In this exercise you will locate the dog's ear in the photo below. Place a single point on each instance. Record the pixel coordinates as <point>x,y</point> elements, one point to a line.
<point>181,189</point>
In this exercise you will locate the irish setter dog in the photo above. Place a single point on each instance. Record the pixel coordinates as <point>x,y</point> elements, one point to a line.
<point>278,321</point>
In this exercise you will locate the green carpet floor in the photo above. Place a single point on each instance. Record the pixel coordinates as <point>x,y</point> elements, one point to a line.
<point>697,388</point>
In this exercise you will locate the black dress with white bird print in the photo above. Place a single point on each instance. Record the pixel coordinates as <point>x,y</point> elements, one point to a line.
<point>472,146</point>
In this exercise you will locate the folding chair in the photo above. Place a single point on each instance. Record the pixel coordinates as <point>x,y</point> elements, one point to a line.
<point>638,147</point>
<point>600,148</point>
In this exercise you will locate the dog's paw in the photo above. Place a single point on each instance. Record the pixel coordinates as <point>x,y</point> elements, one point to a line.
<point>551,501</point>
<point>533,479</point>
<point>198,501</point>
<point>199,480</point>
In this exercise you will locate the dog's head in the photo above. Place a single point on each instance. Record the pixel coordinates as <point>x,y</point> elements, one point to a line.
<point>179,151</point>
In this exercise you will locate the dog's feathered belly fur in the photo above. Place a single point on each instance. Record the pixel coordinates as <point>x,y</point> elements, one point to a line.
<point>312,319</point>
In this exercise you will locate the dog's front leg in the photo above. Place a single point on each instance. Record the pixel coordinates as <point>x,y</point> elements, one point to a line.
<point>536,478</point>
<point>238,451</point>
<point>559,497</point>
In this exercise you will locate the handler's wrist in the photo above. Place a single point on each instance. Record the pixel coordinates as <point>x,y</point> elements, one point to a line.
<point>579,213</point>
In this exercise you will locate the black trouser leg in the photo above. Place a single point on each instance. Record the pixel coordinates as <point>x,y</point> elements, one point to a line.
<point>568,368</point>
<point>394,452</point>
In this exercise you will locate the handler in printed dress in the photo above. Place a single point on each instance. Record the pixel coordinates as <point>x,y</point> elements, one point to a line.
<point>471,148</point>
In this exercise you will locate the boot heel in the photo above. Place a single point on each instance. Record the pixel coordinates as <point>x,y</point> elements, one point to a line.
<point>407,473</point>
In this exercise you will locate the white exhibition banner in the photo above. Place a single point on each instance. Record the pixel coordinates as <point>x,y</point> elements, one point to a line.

BRIEF –
Render every line of the records above as a Markdown table with two columns, Row and Line. Number the rows in order and leave out blank lines.

FULL SOLUTION –
| Row | Line |
|---|---|
| 1 | In this exercise you will locate the dog's ear in the photo below. Place a single point on each instance. Record the pixel coordinates as <point>x,y</point> elements, one point to a line. |
| 2 | <point>181,189</point> |
| 3 | In this exercise you will locate the irish setter dog in the photo above. Place a single point on each instance. Record the pixel coordinates as <point>x,y</point> elements, one point to a line. |
| 4 | <point>278,321</point> |
| 5 | In this exercise you will locate the green carpet floor in the photo above. Place a single point on each instance. Record the pixel coordinates as <point>x,y</point> elements, one point to a line. |
| 6 | <point>697,388</point> |
| 7 | In this exercise you will locate the black dress with white bird print in the photo above. Place a single point on each instance. Record the pixel coordinates as <point>x,y</point> elements, one point to a line. |
| 8 | <point>472,146</point> |
| 9 | In this exercise you will locate the folding chair in the photo above. Place a single point on each instance. Record the pixel coordinates as <point>x,y</point> elements, one point to a line. |
| 10 | <point>638,147</point> |
| 11 | <point>600,148</point> |
| 12 | In this exercise you will locate the dog's paw in the photo above. Place a single point on each instance. Record the pixel coordinates as <point>x,y</point> elements, one point to a line. |
| 13 | <point>551,501</point> |
| 14 | <point>533,479</point> |
| 15 | <point>198,501</point> |
| 16 | <point>199,480</point> |
| 17 | In this exercise you will locate the dog's head in the photo above. Place a single point on each instance. Record the pixel coordinates as <point>x,y</point> elements, one point to a line. |
| 18 | <point>179,151</point> |
| 19 | In this exercise you will locate the dog's feathered belly fur in the photo above. Place a single point on each instance. Record the pixel coordinates as <point>x,y</point> elements, one point to a line. |
| 20 | <point>312,319</point> |
| 21 | In this exercise you will locate the dog's front leg in the photo above. Place a single point on each instance. Record the pixel coordinates as <point>x,y</point> elements, one point to a line. |
| 22 | <point>536,478</point> |
| 23 | <point>238,451</point> |
| 24 | <point>559,497</point> |
| 25 | In this exercise you will locate the handler's wrist in the photo above. Place a single point on each instance. Record the pixel coordinates as <point>x,y</point> elements, one point to a line. |
| 26 | <point>579,213</point> |
| 27 | In this exercise you will locate the black trouser leg in the photo above. Place a single point on each instance. Record the pixel coordinates as <point>x,y</point> elements, one point to a line. |
| 28 | <point>568,368</point> |
| 29 | <point>394,452</point> |
| 30 | In this exercise you will locate the handler in printed dress in the photo above. Place a single point on each instance. Record the pixel coordinates as <point>x,y</point> elements, one point to a line. |
| 31 | <point>471,148</point> |
| 32 | In this exercise you will locate the boot heel in the photo above. Place a single point on each instance. Record the pixel coordinates as <point>x,y</point> elements, one point to a line. |
| 33 | <point>407,473</point> |
| 34 | In this exercise you will locate the white exhibition banner in the photo above. Place a single point on each instance. Record the pixel coordinates as <point>x,y</point> elements, one point to a line. |